[Tasks]
#1 Using the post about Ontario's tuition rebate, answer the following:
(a) What percentage rebate did the Ontario government award, and for which semester?
(b) What share of students is estimated to actually benefit?
(c) How many distinct qualifiers did the government set up for the rebate?
#2 From the post about Ontario's tuition rebate, reproduce the passage word for word: begin at the words "Cleverly, the government", and stop after "amount of debt.".
#3 Carry on writing the post about Ontario's tuition rebate, picking up after its last sentence.

[Source document]
>> Begin

As many of you may know, the Ontario government recently awarded university and college students a 30 percent rebate on tuition paid for the winter 2012 semester, and committed to providing a 30 percent tuition reduction going forward. Sounds good, right?
Well, it is good to the estimated 30 percent of students that will actually benefit from this! Thousands of Ontario college and university students are deemed ineligible based on the government’s criteria to qualify.
Cleverly, the government set up four distinct qualifiers for this “rebate.”
You must be a full time student at a public college or university in Ontario
So far so good – for most of us. But what about the thousands of part time students that are working full time jobs in order to afford to go to school? In my opinion, part timers need this too. It is hard to work full time and fit school into your schedule, and most people that do this do it so that they do not amass a giant amount of debt.

>> End

(Pointing dataset excerpts)
>> Begin

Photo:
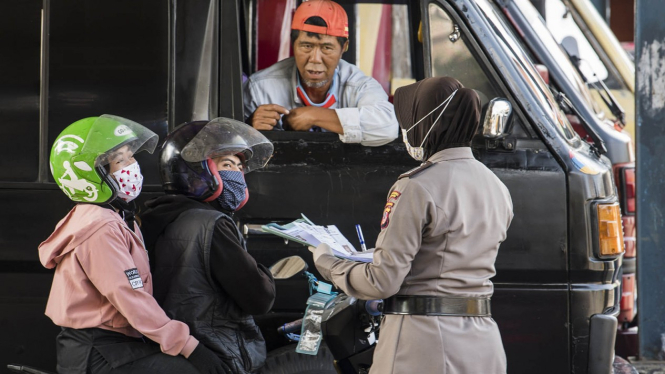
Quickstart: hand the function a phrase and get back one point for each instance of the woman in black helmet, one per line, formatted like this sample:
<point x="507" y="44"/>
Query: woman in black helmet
<point x="201" y="267"/>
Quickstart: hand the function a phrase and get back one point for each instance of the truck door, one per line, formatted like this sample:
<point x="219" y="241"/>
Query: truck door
<point x="530" y="302"/>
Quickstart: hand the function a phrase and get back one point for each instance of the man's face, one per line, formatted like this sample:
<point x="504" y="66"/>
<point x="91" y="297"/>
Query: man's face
<point x="228" y="162"/>
<point x="316" y="58"/>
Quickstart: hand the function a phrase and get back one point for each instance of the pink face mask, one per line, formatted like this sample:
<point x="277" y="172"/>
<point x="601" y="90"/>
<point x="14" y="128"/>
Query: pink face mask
<point x="130" y="181"/>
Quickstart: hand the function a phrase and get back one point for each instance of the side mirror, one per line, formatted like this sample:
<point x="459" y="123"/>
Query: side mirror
<point x="288" y="267"/>
<point x="497" y="117"/>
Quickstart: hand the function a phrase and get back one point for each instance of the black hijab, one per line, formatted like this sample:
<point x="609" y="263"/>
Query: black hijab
<point x="457" y="125"/>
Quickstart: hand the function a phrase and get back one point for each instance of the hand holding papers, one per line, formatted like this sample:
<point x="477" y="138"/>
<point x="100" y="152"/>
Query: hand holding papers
<point x="303" y="231"/>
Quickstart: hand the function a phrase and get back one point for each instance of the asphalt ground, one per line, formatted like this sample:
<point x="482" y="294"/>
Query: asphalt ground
<point x="622" y="366"/>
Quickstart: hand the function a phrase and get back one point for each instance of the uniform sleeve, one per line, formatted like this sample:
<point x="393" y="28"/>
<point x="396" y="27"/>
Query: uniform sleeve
<point x="371" y="121"/>
<point x="105" y="257"/>
<point x="249" y="99"/>
<point x="249" y="284"/>
<point x="408" y="211"/>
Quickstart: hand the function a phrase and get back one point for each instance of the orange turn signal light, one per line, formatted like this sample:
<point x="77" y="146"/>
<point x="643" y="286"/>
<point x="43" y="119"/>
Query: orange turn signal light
<point x="610" y="230"/>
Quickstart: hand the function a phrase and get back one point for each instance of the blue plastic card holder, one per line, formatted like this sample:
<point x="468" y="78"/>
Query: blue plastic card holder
<point x="310" y="336"/>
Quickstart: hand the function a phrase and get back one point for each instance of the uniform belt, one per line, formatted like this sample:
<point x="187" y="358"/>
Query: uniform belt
<point x="438" y="306"/>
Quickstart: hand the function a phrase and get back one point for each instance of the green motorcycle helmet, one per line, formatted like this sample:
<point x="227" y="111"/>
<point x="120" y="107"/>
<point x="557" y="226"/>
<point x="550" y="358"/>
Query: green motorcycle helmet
<point x="81" y="153"/>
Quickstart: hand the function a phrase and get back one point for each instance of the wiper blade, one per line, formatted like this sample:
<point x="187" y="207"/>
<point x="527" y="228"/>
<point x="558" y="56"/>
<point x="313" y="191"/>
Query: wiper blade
<point x="609" y="99"/>
<point x="598" y="143"/>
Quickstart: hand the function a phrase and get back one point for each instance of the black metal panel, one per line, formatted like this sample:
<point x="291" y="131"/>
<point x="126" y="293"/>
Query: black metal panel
<point x="649" y="56"/>
<point x="28" y="336"/>
<point x="534" y="329"/>
<point x="27" y="218"/>
<point x="230" y="65"/>
<point x="20" y="48"/>
<point x="195" y="54"/>
<point x="109" y="57"/>
<point x="328" y="181"/>
<point x="585" y="301"/>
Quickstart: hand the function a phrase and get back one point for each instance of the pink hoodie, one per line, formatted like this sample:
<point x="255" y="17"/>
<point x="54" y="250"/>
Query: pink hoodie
<point x="102" y="279"/>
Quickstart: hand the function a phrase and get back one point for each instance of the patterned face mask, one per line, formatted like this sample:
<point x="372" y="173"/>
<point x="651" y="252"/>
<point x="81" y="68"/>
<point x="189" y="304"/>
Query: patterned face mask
<point x="234" y="194"/>
<point x="418" y="153"/>
<point x="130" y="182"/>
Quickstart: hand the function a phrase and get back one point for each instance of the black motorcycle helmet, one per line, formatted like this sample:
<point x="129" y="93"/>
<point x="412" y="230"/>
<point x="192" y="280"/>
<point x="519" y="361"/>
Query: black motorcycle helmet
<point x="186" y="159"/>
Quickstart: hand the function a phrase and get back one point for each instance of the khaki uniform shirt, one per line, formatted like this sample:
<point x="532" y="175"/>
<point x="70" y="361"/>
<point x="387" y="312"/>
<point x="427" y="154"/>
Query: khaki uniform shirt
<point x="441" y="231"/>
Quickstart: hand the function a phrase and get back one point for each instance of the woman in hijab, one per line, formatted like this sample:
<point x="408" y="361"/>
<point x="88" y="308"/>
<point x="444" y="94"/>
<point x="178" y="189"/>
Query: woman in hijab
<point x="440" y="234"/>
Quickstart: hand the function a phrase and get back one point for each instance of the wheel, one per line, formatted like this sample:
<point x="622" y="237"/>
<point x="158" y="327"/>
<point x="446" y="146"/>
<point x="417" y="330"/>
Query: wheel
<point x="286" y="360"/>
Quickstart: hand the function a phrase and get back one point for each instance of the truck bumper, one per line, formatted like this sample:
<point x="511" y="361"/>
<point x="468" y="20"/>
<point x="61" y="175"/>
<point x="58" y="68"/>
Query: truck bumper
<point x="602" y="334"/>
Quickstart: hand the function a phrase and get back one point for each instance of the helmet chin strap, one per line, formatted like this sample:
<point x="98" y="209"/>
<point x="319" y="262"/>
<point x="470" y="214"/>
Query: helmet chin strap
<point x="215" y="174"/>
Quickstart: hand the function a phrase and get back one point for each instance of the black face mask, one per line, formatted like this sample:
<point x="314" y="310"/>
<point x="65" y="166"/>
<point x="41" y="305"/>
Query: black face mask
<point x="234" y="194"/>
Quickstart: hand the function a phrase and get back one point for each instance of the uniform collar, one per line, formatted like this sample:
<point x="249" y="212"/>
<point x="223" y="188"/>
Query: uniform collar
<point x="452" y="154"/>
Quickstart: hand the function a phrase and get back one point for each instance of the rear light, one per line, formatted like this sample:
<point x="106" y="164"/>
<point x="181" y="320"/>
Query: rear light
<point x="610" y="230"/>
<point x="627" y="304"/>
<point x="629" y="236"/>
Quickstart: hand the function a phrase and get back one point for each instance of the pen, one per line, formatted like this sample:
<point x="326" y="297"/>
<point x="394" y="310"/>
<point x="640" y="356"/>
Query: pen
<point x="361" y="238"/>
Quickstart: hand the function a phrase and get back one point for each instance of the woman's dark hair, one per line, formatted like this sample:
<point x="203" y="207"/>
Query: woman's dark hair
<point x="316" y="21"/>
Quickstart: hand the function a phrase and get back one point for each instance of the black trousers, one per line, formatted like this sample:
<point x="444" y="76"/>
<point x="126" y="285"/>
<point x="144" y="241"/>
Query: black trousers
<point x="98" y="351"/>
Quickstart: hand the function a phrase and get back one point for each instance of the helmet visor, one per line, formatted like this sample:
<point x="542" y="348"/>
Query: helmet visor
<point x="224" y="136"/>
<point x="110" y="133"/>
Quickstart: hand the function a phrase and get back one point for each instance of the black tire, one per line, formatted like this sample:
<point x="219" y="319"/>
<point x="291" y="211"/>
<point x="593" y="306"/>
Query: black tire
<point x="286" y="360"/>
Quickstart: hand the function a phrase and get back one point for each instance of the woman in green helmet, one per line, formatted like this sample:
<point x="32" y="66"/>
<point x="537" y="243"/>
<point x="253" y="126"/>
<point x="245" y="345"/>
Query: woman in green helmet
<point x="102" y="288"/>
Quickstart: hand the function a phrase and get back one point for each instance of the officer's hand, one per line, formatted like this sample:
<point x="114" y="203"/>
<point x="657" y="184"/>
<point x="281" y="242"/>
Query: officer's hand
<point x="265" y="117"/>
<point x="320" y="250"/>
<point x="301" y="119"/>
<point x="207" y="362"/>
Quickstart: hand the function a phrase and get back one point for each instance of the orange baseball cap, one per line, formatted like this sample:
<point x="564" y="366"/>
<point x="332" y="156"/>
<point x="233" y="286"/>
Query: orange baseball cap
<point x="329" y="11"/>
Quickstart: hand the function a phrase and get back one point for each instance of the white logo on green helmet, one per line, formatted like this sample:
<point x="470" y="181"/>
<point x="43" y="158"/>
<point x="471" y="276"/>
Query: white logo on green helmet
<point x="123" y="130"/>
<point x="73" y="184"/>
<point x="64" y="145"/>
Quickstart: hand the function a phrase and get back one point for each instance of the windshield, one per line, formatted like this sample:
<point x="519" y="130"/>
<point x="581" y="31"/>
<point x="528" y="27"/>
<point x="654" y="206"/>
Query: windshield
<point x="559" y="55"/>
<point x="567" y="32"/>
<point x="526" y="69"/>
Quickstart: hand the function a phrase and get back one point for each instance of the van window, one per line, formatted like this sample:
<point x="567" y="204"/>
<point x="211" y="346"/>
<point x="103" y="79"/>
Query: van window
<point x="452" y="57"/>
<point x="379" y="39"/>
<point x="567" y="32"/>
<point x="20" y="43"/>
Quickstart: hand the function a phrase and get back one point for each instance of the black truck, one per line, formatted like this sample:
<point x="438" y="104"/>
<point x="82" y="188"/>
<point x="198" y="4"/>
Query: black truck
<point x="164" y="63"/>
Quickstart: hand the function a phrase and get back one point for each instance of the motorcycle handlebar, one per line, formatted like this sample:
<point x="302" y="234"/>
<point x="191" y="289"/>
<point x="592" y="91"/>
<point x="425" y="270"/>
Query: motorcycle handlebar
<point x="374" y="307"/>
<point x="290" y="327"/>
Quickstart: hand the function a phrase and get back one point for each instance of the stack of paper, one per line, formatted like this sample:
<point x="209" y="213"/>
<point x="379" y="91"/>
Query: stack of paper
<point x="303" y="231"/>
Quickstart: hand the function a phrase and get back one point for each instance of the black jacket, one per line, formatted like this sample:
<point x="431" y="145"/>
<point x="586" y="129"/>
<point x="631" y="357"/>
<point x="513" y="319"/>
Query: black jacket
<point x="204" y="277"/>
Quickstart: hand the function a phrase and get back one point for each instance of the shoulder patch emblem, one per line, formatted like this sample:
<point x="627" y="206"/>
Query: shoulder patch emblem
<point x="385" y="219"/>
<point x="415" y="171"/>
<point x="134" y="278"/>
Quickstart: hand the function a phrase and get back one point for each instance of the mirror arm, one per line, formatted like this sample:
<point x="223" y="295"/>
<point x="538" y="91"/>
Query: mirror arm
<point x="598" y="143"/>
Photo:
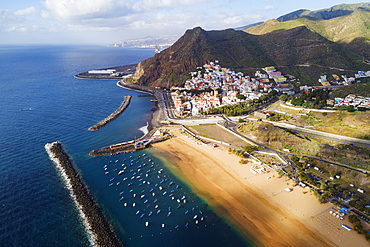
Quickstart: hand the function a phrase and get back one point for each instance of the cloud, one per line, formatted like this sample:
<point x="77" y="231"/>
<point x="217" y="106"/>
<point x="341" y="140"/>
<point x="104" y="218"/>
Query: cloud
<point x="25" y="11"/>
<point x="269" y="7"/>
<point x="76" y="10"/>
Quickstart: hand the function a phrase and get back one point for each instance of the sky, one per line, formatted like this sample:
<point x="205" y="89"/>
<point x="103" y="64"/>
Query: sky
<point x="111" y="21"/>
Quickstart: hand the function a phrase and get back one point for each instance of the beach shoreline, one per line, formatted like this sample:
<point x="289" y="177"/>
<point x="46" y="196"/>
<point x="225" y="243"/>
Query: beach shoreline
<point x="258" y="206"/>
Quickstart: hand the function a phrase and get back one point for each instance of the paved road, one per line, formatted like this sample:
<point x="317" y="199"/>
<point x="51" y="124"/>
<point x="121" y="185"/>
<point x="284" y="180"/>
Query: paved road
<point x="324" y="135"/>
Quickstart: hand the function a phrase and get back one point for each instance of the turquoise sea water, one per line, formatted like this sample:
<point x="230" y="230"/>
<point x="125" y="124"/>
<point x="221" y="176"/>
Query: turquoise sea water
<point x="42" y="102"/>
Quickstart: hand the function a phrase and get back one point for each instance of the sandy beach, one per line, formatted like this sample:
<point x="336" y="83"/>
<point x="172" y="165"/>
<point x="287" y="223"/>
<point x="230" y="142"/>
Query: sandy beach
<point x="256" y="205"/>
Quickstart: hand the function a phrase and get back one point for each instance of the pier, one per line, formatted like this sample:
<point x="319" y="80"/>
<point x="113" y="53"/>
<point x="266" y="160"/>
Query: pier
<point x="152" y="137"/>
<point x="96" y="223"/>
<point x="114" y="115"/>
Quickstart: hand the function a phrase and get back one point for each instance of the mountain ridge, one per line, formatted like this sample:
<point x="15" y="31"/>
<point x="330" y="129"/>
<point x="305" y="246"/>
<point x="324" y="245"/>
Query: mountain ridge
<point x="288" y="49"/>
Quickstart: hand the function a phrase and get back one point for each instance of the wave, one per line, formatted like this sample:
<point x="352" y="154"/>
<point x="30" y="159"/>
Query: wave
<point x="145" y="129"/>
<point x="68" y="184"/>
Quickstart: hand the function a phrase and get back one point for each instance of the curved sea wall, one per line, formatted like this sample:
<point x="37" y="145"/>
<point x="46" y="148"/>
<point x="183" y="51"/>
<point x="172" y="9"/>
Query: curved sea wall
<point x="114" y="115"/>
<point x="98" y="227"/>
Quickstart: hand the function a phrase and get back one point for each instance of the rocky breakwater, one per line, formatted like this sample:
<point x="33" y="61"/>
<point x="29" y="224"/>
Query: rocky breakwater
<point x="114" y="115"/>
<point x="98" y="227"/>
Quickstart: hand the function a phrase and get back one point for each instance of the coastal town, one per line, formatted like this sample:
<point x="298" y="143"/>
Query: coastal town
<point x="213" y="86"/>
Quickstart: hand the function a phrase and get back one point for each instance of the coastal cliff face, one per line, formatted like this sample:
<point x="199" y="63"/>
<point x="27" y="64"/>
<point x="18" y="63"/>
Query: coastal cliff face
<point x="242" y="51"/>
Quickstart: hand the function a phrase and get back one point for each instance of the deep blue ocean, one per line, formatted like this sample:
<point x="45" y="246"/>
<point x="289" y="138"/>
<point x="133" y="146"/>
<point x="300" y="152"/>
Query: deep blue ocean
<point x="42" y="102"/>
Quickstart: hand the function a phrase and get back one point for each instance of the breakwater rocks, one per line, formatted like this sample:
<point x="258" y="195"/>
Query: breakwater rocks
<point x="98" y="227"/>
<point x="114" y="115"/>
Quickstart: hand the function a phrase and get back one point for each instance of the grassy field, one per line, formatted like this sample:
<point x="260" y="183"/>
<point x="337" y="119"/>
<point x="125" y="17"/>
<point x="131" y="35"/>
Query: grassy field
<point x="280" y="139"/>
<point x="352" y="124"/>
<point x="215" y="132"/>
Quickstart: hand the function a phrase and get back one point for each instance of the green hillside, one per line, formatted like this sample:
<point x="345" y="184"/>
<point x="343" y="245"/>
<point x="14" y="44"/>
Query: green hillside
<point x="351" y="30"/>
<point x="297" y="51"/>
<point x="325" y="14"/>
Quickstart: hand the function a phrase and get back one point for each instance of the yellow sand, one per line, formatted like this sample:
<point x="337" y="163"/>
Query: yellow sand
<point x="257" y="205"/>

>> End

[The results]
#1
(a) A 30 percent rebate on tuition paid for the winter 2012 semester.
(b) An estimated 30 percent of students.
(c) Four.

#2
Cleverly, the government set up four distinct qualifiers for this “rebate.”
You must be a full time student at a public college or university in Ontario
So far so good – for most of us. But what about the thousands of part time students that are working full time jobs in order to afford to go to school? In my opinion, part timers need this too. It is hard to work full time and fit school into your schedule, and most people that do this do it so that they do not amass a giant amount of debt.

#3
Your parents’ income in $160,000 or less
I am all for this in situation where parents are footing the bill. But, for many of us, we are on our own to pay these tuition fees. We take out OSAP loans, we take out bank loans. We work, we live in poverty. Just because our parents are well-off does not automatically mean that we are benefitting financially from them. Sure, parents may help out every now and again when you are flat broke, but, they are not required to support us in our university exploits.
It’s been less than four years since you left high school
This one I have the biggest problem with. How does the time between leaving high school and starting university have anything to do with your financial need? Every year thousands of what are considered “mature students” enrol at the U of T. Some people simply aren’t ready to jump into university straight out of high school. According to the OSAP website mature students have been deemed ineligible because generally we qualify for more OSAP. This is crazy. Mature students are excluded because we can amass more debt? I cannot see any reason why this should be a criteria.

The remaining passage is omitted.